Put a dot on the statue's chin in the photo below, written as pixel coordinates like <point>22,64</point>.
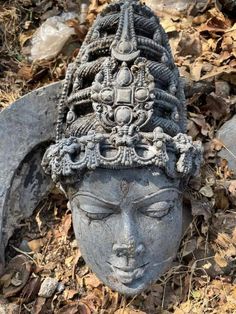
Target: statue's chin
<point>133,282</point>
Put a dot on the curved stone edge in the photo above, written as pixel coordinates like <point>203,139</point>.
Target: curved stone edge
<point>26,128</point>
<point>227,135</point>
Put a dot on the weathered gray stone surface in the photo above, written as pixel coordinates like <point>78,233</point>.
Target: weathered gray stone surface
<point>26,128</point>
<point>227,135</point>
<point>48,287</point>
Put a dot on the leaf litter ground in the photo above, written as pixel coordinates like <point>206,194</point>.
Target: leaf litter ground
<point>202,279</point>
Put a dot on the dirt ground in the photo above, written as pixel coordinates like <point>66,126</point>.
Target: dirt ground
<point>203,277</point>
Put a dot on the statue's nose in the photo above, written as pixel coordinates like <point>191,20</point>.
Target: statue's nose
<point>130,249</point>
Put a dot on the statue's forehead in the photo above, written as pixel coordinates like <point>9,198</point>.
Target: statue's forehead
<point>113,185</point>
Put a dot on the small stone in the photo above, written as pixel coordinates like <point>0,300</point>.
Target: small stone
<point>48,287</point>
<point>60,287</point>
<point>9,308</point>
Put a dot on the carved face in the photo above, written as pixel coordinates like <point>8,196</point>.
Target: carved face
<point>128,224</point>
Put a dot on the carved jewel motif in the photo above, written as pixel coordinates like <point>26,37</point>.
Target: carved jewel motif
<point>123,101</point>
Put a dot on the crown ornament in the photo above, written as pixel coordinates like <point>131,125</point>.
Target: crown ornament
<point>122,104</point>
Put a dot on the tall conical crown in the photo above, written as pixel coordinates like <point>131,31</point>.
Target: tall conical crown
<point>123,102</point>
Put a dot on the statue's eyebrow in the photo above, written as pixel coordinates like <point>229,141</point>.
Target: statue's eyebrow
<point>149,197</point>
<point>97,198</point>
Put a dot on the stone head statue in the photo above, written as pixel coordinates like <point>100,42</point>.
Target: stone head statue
<point>121,155</point>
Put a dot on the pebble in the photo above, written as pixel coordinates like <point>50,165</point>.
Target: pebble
<point>48,287</point>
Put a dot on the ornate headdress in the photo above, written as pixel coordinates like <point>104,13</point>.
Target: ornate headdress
<point>123,104</point>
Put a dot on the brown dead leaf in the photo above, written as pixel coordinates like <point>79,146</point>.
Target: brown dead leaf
<point>217,144</point>
<point>189,45</point>
<point>35,245</point>
<point>39,306</point>
<point>30,291</point>
<point>92,281</point>
<point>200,121</point>
<point>216,107</point>
<point>74,308</point>
<point>66,224</point>
<point>69,294</point>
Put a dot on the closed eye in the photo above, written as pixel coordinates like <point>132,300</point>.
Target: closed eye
<point>157,210</point>
<point>97,212</point>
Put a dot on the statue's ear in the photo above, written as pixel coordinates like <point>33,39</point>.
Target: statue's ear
<point>27,127</point>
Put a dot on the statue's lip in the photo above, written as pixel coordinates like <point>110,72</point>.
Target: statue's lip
<point>128,274</point>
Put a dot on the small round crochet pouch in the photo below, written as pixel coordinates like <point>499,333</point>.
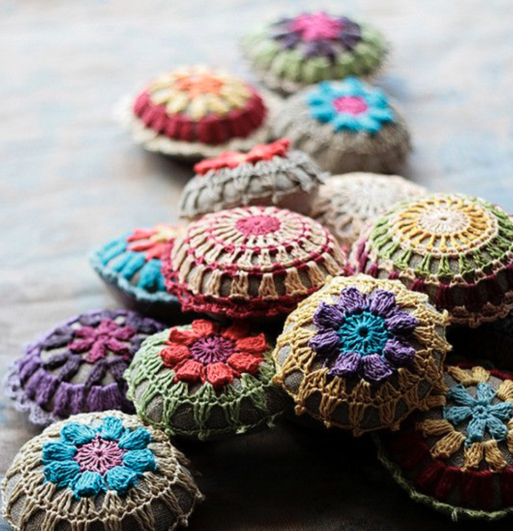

----

Using the listing above, find how many lines include "below"; reply with the number and no other words.

> SOLUTION:
2